§ **文件節選**
□ □ □ □ □ □ □
Table of Contents
環境
Hadoop 2.10.0
Spark version: 2.4.5
Hive version: 3.1.2
準備測試數據
> beeline -u jdbc:hive2://localhost:10000 -n root
create table default.member_phone as select '00001' as member_srl, '136****3896' as phone_num;
依賴包準備
compile 'org.apache.spark:spark-sql_2.12:2.4.5' compile 'org.apache.spark:spark-hive_2.12:2.4.5'
根據Hive是否啓動metastore service有兩種不同的連接方式。
第一種 metastore service 已啓動
若已經啓動metastore service,則spark sql直接做爲metastore service的thrift client來訪問metastore數據。
.config("hive.metastore.uris", "thrift://localhost:9083")
爲SparkSession對象添加上面的metastore 服務器地址即可。
測試代碼如下:
import org.apache.spark.sql.SparkSession; public class SparkHive { public static void main(String[] args) { SparkSession session = null; try { session = SparkSession.builder() .appName("spark hive") .master("local[*]") .config("hive.metastore.uris", "thrift://localhost:9083") .enableHiveSupport() .getOrCreate(); session.sql("select * from default.member_phone") .show(); } finally { if (session != null) { session.close(); } } } }
第二種 Metastore Service 未啓動
若metastore service 以embedded 模式作爲hive server的一部分運行的,那它就不能獨立提供metastore service。就沒有9083端口的thrift metastore service. 那麼這時就需要spark sql 自己根據metastore database的配置創建metastore server訪問hive的meta數據。這裏的metastore database 應該是remote模式運行的。
□ □ □ □ □ □ □
§ **提供資料**

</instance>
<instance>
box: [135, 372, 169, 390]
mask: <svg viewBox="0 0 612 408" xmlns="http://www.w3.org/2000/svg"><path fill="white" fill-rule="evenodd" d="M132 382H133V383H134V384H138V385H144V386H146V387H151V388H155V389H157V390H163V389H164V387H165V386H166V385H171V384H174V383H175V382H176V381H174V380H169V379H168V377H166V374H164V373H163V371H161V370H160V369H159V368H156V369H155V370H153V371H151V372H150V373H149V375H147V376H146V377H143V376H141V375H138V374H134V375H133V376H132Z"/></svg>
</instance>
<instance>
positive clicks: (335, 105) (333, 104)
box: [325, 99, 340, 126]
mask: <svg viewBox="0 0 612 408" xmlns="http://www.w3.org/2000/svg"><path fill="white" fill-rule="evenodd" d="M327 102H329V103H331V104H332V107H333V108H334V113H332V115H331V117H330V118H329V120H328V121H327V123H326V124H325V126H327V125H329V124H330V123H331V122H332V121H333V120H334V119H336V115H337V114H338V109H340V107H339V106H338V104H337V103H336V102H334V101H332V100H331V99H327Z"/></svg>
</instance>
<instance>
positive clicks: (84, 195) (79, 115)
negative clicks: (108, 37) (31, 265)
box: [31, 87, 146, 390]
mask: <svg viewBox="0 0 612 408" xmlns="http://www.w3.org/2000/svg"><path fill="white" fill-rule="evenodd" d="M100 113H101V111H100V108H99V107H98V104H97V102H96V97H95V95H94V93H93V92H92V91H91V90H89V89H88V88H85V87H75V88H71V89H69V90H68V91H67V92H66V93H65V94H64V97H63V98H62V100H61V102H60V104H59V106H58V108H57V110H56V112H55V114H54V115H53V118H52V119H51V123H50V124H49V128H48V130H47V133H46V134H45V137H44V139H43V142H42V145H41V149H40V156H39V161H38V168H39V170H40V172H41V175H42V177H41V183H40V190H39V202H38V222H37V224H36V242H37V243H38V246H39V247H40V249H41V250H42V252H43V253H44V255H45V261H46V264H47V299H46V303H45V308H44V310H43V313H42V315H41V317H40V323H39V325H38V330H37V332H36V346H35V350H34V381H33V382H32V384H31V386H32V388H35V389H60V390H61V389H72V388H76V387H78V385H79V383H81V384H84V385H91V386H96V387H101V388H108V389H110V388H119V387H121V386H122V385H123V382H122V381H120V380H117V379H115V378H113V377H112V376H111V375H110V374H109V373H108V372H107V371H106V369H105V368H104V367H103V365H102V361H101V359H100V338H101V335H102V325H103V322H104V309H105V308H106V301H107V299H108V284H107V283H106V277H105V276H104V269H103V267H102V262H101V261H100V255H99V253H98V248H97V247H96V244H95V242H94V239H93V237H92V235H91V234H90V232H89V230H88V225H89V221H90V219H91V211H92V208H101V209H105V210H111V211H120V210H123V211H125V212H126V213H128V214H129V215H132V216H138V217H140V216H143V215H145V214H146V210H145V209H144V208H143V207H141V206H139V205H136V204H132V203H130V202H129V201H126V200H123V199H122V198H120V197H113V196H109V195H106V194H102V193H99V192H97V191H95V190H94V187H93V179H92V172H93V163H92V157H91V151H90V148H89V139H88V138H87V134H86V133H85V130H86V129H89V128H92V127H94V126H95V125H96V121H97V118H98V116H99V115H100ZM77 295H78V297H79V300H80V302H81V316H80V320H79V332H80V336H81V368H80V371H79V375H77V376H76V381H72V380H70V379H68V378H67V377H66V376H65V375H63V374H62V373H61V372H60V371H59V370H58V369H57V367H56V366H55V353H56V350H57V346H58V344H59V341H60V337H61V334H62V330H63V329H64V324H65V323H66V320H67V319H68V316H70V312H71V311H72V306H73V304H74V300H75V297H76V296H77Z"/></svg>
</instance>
□ □ □ □ □ □ □
§ **待辦事項**
請從最後一句之後續寫關於 Spark SQL 連接 Hive 的文件節選。

§ **作答內容**
配置文件 resources/hive-site.xml
<configuration> <!-- database configuration --> <property> <name>javax.jdo.option.ConnectionDriverName</name> <value>com.mysql.jdbc.Driver</value> <description>Driver class name for a JDBC metastore</description> </property> <property> <name>javax.jdo.option.ConnectionURL</name> <value>jdbc:mysql://localhost:3306/metastore?useSSL=false</value> <description> JDBC connect string for a JDBC metastore. To use SSL to encrypt/authenticate the connection, provide database-specific SSL flag in the connection URL. For example, jdbc:postgresql://myhost/db?ssl=true for postgres database. </description> </property> <property> <name>javax.jdo.option.ConnectionUserName</name> <value>root</value> <description>Username to use against metastore database</description> </property> <property> <name>javax.jdo.option.ConnectionPassword</name> <value>abc123</value> <description>password to use against metastore database</description> </property> </configuration>
加入mysql的driver jar
compile 'mysql:mysql-connector-java:5.1.41'
Java測試代碼
import org.apache.spark.sql.SparkSession; public class SparkHive { public static void main(String[] args) { SparkSession session = null; try { session = SparkSession.builder() .appName("spark hive") .master("local[*]") .enableHiveSupport() .getOrCreate(); session.sql("select * from default.member_phone") .show(); } finally { if (session != null) { session.close(); } } } }
打印出數據庫裏的信息就表示訪問成功。
+----------+-----------+
|member_srl| phone_num|
+----------+-----------+
| 0001|136****3896|
+----------+-----------+
hive的不同啓動模式參考:https://blog.csdn.net/adorechen/article/details/104934057
常見錯誤問題
Unable to instantiate SparkSession with Hive support because Hive classes are not found.
沒有找到spark-hive相關的包,加入spark-hive依賴。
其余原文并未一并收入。